[START Supplied passage]

# Glock 19 Night Sights



## DA SWO (Aug 21, 2016)

Looking to replace the sights on my Glock with "Night Sights".

I had Ameriglo's on my M&P and am looking at that option for the Glock.
Surfing the net brought ads up for Meprolight, and Trijicon.

Anyone using Trijicon or Meprolight sights?


----------



## SpongeBob*24 (Aug 21, 2016)

Gangsters don't aim.......:blkeye:


----------



## Kraut783 (Aug 21, 2016)

I just replaced my standard trijicon front sight with Ameriglo....the rear sights are the standard glock sights.  I found the standard Trijicon and Ameriglo sights were the same in the dark, while in the light, the Ameriglo was better for me. The attached picture is the same front sight I have...nice and bright during daytime. But, for the price..why not go with Ameriglo, they use Trijicon tubes and the price is better.


----------



## Brill (Aug 21, 2016)

Laser!


----------



## policemedic (Aug 22, 2016)

Trijicon HD, FTW.  Or an RMR, but that's another conversation. 

The HDs offer an awesome sight picture and greatly facilitate one handed manipulations/malfunction clearing.

Pics later.


----------



## Devildoc (Aug 22, 2016)

[END Supplied passage]
[START Information provided]

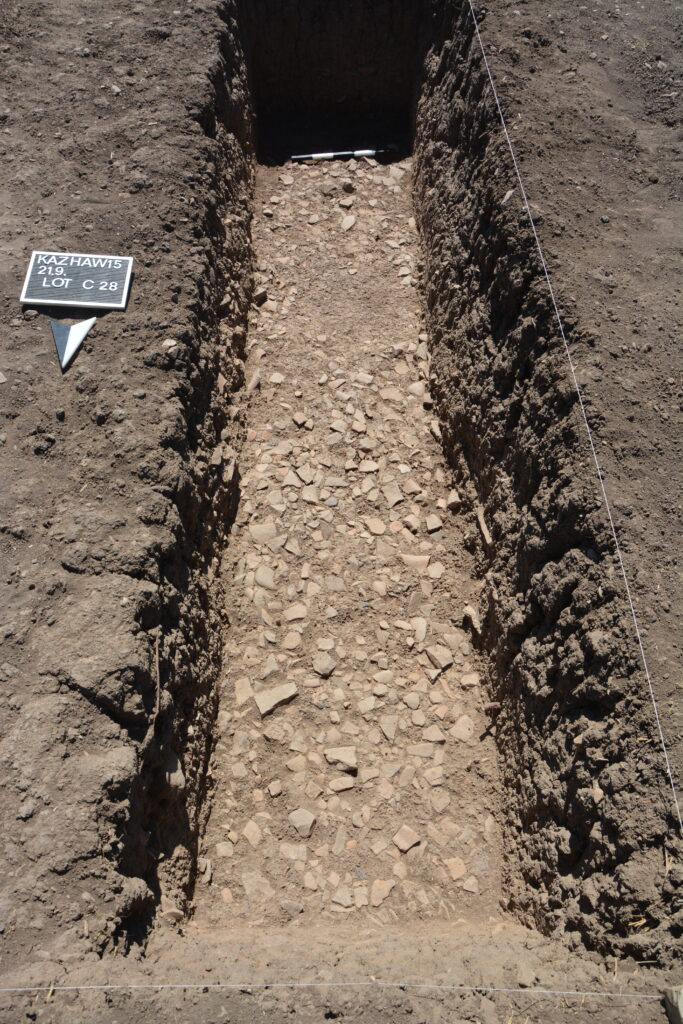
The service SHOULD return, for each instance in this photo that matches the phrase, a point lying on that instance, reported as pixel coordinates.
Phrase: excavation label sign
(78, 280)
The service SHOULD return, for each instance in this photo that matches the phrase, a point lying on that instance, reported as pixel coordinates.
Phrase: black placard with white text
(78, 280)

[END Information provided]
[START Information provided]

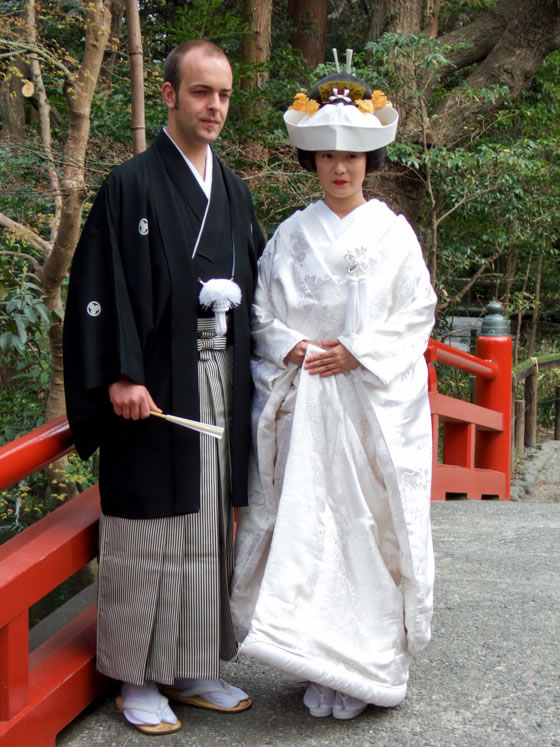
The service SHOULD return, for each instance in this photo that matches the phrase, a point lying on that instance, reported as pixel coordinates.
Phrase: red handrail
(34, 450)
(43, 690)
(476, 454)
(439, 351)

[END Information provided]
[START Information provided]

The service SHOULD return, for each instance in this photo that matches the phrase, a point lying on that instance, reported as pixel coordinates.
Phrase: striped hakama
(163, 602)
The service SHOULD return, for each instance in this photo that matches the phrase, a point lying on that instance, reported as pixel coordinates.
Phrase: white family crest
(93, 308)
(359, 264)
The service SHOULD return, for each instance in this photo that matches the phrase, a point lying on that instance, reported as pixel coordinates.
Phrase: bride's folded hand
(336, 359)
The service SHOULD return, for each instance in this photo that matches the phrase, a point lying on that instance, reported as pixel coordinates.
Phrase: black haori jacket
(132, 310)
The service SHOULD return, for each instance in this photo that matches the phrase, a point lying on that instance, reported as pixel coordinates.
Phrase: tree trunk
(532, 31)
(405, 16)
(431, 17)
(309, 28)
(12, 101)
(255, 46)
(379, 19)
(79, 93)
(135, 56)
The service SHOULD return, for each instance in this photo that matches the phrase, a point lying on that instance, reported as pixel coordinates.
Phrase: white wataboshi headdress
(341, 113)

[END Information provided]

◆ Task goal
Please state whose tubes Ameriglo uses, according to Kraut783 in the Glock 19 night sights thread. The lines are separate material and not part of the forum thread.

◆ Output of the exercise
Trijicon tubes.